### Problem details
Update the material from the line with "Find the white" through the end, replacing "even-odd" with "nonzero" and leaving everything else unchanged. Give only those updated lines.

=== Extracted material ===

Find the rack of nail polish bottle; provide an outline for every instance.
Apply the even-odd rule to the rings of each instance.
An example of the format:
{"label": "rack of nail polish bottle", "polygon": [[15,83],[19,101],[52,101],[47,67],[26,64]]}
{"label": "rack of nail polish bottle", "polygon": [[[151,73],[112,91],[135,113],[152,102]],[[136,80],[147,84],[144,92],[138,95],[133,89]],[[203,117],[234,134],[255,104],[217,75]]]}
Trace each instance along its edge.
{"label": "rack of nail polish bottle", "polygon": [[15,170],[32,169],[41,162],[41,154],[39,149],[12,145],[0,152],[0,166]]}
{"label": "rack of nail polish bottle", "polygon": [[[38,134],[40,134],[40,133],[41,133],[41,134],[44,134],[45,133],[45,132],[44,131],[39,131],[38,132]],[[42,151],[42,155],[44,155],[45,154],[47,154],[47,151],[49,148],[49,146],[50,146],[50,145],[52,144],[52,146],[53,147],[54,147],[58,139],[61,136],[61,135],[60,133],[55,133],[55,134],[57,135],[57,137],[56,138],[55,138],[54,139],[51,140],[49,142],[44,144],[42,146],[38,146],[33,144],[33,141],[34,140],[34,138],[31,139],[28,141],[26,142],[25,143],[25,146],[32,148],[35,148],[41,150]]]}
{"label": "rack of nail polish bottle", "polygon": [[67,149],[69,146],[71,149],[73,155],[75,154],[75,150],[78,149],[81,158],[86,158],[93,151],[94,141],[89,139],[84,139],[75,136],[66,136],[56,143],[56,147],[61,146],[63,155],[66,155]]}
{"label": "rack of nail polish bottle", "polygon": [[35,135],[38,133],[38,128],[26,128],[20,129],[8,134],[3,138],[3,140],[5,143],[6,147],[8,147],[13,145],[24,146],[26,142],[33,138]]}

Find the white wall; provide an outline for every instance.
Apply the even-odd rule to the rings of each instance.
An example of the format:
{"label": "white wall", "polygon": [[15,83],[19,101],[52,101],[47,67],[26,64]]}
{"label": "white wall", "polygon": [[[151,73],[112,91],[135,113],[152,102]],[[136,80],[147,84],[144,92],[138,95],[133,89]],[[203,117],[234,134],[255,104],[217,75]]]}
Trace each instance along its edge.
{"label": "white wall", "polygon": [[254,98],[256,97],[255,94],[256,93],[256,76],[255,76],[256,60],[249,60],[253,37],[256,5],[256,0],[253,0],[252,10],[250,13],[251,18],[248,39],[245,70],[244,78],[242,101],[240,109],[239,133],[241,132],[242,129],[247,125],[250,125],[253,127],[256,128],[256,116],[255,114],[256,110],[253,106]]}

===

### Finished task
Find the white wall; provide an outline for every instance.
Apply the nonzero rule to the rings of each instance.
An example of the format:
{"label": "white wall", "polygon": [[15,83],[19,101],[52,101],[47,67],[26,64]]}
{"label": "white wall", "polygon": [[[151,73],[112,91],[135,113],[152,102]],[[136,80],[147,84],[144,92],[138,95],[133,89]],[[203,117],[234,134],[255,104],[217,75]]]}
Trace each instance along its edge.
{"label": "white wall", "polygon": [[254,98],[256,97],[255,94],[256,93],[256,76],[255,76],[256,60],[249,60],[253,37],[256,5],[256,0],[253,0],[252,10],[250,13],[251,18],[248,39],[245,70],[244,78],[242,101],[240,109],[239,133],[241,132],[242,129],[247,125],[250,125],[253,127],[256,128],[256,116],[255,114],[256,110],[253,106]]}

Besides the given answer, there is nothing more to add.